**DATA IN THIS EXERCISE:**
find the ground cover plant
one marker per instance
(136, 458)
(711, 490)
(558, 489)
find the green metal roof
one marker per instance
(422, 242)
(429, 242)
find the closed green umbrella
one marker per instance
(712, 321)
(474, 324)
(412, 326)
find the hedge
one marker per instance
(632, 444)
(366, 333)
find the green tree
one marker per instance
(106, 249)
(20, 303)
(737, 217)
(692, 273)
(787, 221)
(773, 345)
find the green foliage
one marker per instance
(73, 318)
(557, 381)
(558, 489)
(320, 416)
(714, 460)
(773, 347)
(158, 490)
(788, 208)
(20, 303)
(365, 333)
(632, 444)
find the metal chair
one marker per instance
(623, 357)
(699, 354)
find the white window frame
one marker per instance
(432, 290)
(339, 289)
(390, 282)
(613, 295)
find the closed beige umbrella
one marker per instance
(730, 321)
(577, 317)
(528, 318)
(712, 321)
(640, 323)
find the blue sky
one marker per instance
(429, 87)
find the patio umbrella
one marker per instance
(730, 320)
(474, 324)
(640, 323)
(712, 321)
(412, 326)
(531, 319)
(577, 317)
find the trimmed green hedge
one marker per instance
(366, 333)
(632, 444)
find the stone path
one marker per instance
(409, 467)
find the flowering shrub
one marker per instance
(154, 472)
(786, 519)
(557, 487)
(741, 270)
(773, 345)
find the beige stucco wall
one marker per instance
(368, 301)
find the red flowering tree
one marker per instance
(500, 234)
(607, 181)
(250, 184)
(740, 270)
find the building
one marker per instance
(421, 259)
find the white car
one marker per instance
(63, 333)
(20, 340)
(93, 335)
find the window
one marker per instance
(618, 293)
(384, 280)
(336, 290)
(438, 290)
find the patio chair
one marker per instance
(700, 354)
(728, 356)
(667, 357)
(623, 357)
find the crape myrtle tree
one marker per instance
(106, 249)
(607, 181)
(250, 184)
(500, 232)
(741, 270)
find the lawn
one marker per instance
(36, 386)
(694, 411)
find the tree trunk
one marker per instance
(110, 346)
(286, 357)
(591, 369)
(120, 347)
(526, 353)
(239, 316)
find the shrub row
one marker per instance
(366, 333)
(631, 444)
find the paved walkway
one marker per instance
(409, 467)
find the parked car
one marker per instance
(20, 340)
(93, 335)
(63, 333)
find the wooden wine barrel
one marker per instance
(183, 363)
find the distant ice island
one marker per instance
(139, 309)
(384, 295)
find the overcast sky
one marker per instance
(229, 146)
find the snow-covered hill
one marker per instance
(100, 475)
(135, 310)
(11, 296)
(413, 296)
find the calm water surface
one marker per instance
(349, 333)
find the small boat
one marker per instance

**WHAT IS NEEDED:** Your answer should be the full listing, copied exactly.

**WRITTEN SOLUTION:**
find the ground cover plant
one marker per instance
(136, 458)
(711, 490)
(558, 489)
find the green metal roof
one marker per instance
(422, 242)
(429, 242)
find the closed green umbrella
one marker per instance
(712, 321)
(474, 324)
(412, 326)
find the hedge
one marker per instance
(632, 444)
(366, 333)
find the green tree
one marker per instance
(106, 249)
(20, 303)
(737, 217)
(692, 273)
(787, 221)
(773, 345)
find the green foliage
one marker per instance
(73, 318)
(557, 381)
(558, 489)
(320, 416)
(714, 460)
(773, 347)
(158, 490)
(788, 208)
(20, 303)
(365, 333)
(632, 444)
find the metal chair
one marker per instance
(623, 357)
(699, 354)
find the white window frame
one marker per instance
(432, 290)
(339, 289)
(390, 282)
(613, 295)
find the closed beige umbrella
one marker per instance
(730, 321)
(577, 317)
(528, 318)
(712, 321)
(640, 323)
find the blue sky
one marker per instance
(429, 87)
find the patio umbrella
one marker per instance
(730, 320)
(474, 324)
(640, 323)
(712, 321)
(412, 326)
(531, 319)
(577, 317)
find the trimmed green hedge
one marker per instance
(366, 333)
(632, 444)
find the stone path
one marker per instance
(409, 467)
find the flowering shrub
one marker per instance
(154, 472)
(786, 519)
(557, 487)
(741, 270)
(773, 345)
find the beige stucco wall
one marker per instance
(368, 301)
find the red flowering tree
one marker per instance
(500, 234)
(607, 181)
(250, 184)
(740, 270)
find the building
one marker per instance
(421, 259)
find the white car
one marker per instance
(63, 333)
(20, 340)
(93, 335)
find the window
one marker per instance
(618, 293)
(384, 280)
(336, 290)
(438, 290)
find the patio chair
one marker per instance
(700, 354)
(728, 356)
(667, 357)
(623, 357)
find the crape myrtle tree
one marker per instance
(106, 249)
(607, 181)
(250, 184)
(500, 232)
(741, 270)
find the lawn
one marker per instance
(36, 386)
(694, 411)
find the tree trunk
one marker per instance
(110, 346)
(286, 357)
(591, 369)
(120, 347)
(526, 353)
(239, 316)
find the shrub row
one marker per instance
(366, 333)
(631, 444)
find the paved walkway
one marker per instance
(409, 467)
find the parked car
one marker per instance
(20, 340)
(93, 335)
(63, 333)
find the wooden wine barrel
one marker per instance
(183, 363)
find the distant ice island
one marker per instance
(139, 309)
(384, 295)
find the overcast sky
one marker per instance
(229, 146)
find the snow-covered hill
one marker per instance
(100, 475)
(135, 310)
(11, 296)
(413, 296)
find the calm water surface
one marker per instance
(349, 333)
find the small boat
one marker per instance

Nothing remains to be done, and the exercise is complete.